-- REQUEST --
Retype the lines from the one containing "point_to(query) returns one point for every instance of the tall" through the one containing "pixel 255 92", character for character and including both.

## begin EXERCISE INPUTS

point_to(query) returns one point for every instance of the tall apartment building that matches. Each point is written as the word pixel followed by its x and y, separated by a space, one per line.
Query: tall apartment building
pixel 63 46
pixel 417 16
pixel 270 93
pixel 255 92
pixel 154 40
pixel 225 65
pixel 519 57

## end EXERCISE INPUTS
## begin EXERCISE INPUTS

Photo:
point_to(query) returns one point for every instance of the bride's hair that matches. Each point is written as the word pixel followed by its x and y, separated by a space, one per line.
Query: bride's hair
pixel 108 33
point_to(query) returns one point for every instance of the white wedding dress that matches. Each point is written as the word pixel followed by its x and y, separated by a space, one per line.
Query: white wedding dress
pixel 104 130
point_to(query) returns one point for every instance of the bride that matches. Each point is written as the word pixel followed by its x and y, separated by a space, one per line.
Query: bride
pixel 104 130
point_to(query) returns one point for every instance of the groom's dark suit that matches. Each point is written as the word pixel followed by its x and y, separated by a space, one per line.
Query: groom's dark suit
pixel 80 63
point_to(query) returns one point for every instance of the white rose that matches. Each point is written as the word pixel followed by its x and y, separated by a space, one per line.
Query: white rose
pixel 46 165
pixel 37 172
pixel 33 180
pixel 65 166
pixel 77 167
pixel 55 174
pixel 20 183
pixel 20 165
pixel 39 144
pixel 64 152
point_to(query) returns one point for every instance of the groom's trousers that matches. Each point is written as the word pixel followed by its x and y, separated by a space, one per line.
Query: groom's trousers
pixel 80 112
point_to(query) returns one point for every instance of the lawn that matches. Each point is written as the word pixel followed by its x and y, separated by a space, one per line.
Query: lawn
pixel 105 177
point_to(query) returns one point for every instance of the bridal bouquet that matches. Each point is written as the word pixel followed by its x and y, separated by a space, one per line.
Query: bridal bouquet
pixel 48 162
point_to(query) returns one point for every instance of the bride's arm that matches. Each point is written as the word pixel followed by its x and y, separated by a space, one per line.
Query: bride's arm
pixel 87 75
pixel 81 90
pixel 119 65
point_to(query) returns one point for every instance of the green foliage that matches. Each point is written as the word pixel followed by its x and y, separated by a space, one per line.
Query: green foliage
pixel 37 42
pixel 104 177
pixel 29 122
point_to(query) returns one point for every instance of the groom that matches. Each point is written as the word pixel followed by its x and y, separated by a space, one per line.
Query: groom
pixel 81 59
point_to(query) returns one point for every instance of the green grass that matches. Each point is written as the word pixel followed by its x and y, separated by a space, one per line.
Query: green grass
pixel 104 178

## end EXERCISE INPUTS
## begin EXERCISE INPUTS

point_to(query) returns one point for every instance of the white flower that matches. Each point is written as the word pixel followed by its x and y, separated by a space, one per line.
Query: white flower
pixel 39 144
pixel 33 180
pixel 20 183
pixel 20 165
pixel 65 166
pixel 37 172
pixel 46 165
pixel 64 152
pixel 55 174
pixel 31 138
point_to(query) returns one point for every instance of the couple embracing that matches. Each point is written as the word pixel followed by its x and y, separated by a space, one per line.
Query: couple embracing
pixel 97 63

## end EXERCISE INPUTS

-- EXPECTED ANSWER --
point_to(query) returns one point for every instance of the tall apartment building that matches. Each point is written as the word pixel followed by its x and y, separated by a space, one per line.
Query: tall apartment building
pixel 63 46
pixel 417 16
pixel 270 93
pixel 255 92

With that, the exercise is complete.